■ THE EXERCISE: Copy out the complete listing, word for word.

# start of EXERCISE INPUTS

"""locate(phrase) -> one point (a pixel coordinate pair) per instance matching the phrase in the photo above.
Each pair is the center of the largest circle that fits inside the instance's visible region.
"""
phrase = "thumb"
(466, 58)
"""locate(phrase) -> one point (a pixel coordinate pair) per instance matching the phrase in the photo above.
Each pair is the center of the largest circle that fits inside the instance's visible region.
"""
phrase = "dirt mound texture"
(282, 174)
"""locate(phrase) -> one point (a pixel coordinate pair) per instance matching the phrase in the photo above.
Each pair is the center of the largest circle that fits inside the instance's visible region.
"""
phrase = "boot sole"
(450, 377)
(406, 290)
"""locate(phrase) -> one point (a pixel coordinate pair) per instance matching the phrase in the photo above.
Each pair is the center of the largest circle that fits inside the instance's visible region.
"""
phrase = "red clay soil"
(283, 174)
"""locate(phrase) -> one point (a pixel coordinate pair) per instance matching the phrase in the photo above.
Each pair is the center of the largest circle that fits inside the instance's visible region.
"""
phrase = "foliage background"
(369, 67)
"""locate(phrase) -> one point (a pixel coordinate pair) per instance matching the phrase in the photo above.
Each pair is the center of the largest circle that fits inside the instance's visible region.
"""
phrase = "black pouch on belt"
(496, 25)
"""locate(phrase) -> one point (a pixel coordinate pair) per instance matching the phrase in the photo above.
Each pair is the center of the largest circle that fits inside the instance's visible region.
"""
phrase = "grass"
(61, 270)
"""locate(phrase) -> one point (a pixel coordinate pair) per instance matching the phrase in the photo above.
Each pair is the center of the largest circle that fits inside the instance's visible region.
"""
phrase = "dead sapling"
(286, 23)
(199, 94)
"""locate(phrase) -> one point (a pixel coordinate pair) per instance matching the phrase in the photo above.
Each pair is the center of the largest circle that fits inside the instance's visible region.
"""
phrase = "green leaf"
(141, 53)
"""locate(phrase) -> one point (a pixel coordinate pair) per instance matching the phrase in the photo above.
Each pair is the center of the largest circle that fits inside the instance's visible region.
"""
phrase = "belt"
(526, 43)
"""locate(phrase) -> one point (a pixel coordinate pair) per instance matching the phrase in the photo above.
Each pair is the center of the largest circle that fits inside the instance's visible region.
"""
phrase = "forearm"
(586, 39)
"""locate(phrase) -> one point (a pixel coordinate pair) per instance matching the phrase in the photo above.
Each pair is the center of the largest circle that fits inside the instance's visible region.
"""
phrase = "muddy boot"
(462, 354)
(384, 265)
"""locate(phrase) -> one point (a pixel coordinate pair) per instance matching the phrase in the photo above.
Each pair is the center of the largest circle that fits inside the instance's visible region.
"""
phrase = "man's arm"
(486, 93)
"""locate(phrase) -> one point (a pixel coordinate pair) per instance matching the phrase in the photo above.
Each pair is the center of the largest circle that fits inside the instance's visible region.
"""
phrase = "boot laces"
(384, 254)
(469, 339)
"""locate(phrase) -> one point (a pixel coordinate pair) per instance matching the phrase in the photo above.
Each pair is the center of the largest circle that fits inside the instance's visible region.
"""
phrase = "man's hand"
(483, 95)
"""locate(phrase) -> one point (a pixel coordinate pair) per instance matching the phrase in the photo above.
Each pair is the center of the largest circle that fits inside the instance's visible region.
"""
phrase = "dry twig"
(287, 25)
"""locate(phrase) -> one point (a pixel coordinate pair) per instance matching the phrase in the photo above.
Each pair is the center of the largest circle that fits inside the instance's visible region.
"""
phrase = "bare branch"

# end of EXERCISE INPUTS

■ WRITTEN ANSWER:
"""locate(phrase) -> one point (a pixel coordinate pair) per instance matching the phrase in the photo above.
Each pair is the center of the largest circle that fits inside the instance's visible region.
"""
phrase = "thumb"
(466, 58)
"""locate(phrase) -> one point (a pixel coordinate pair) per instance matching the phrase in the photo above.
Each pair is the center of the largest circle that fits inside the instance's visible region.
"""
phrase = "dirt mound texture"
(282, 174)
"""locate(phrase) -> one point (a pixel coordinate pair) per instance matching the phrase in the photo above.
Each pair is the center of the largest circle that fits inside the instance's visible region.
"""
phrase = "boot sole"
(450, 377)
(406, 290)
"""locate(phrase) -> one point (a pixel coordinate pair) per instance matching the phrase in the photo above.
Each pair is the center of the largest circle that fits inside the instance's visible region.
"""
phrase = "red clay soil"
(283, 174)
"""locate(phrase) -> one point (a pixel coordinate pair) per instance matching the phrase in the photo above.
Each pair is the center of the largest circle that fits inside the instance's visible region.
"""
phrase = "foliage background"
(369, 67)
"""locate(phrase) -> one point (a pixel coordinate pair) per instance matching the phrase in the photo above.
Each pair is the center of the largest circle that fits inside the instance's visible region.
"""
phrase = "black pouch on belt"
(496, 25)
"""locate(phrase) -> one point (a pixel coordinate pair) per instance matching the phrase in the photo above.
Each pair is the center of the largest circle that fits inside the instance's visible region.
"""
phrase = "grass"
(61, 270)
"""locate(phrase) -> one point (a pixel coordinate pair) per instance matching the phrase in the photo above.
Each pair is the center of the largest circle that fits inside the instance's visible region.
"""
phrase = "dead sapling"
(286, 23)
(199, 94)
"""locate(phrase) -> one point (a pixel coordinate pair) per instance matching the phrase in the photo above.
Each pair is the center of the largest circle that fits inside the instance's visible region.
"""
phrase = "green leaf"
(141, 53)
"""locate(phrase) -> one point (a pixel coordinate pair) per instance matching the phrase in the photo above.
Each pair is the center of the largest circle that fits inside the instance's visible region.
"""
phrase = "belt"
(526, 43)
"""locate(phrase) -> one point (a pixel coordinate pair) per instance matching the phrase in the photo above.
Each pair is the center of the largest circle that fits inside the instance's visible region.
"""
phrase = "forearm"
(586, 39)
"""locate(phrase) -> one point (a pixel coordinate pair) per instance matching the phrase in the photo above.
Each pair is the center of the largest circle that fits inside the instance's visible region.
"""
phrase = "muddy boot"
(462, 354)
(384, 265)
"""locate(phrase) -> one point (a pixel coordinate pair) per instance matching the phrase in the photo above.
Each pair is the center of the largest circle that fits inside the instance's visible region.
"""
phrase = "man's arm"
(486, 93)
"""locate(phrase) -> one point (a pixel coordinate pair) per instance matching the phrase in the photo above.
Each pair is the center of the largest circle that fits inside the instance's visible region.
"""
phrase = "boot laces"
(384, 254)
(469, 339)
"""locate(phrase) -> one point (a pixel coordinate pair) per instance matching the phrase in the photo above.
Each pair is the center of the largest circle that fits inside the instance's visible region.
"""
phrase = "man's hand"
(483, 95)
"""locate(phrase) -> one point (a pixel coordinate pair) per instance matching the phrase in the photo above.
Each pair is the center of the largest circle that fits inside the instance's visible region.
"""
phrase = "dry twig"
(287, 25)
"""locate(phrase) -> one point (a pixel coordinate pair) per instance matching the phrase in the photo above.
Each pair is the center of the largest circle that fits inside the instance's visible region.
"""
phrase = "bare branch"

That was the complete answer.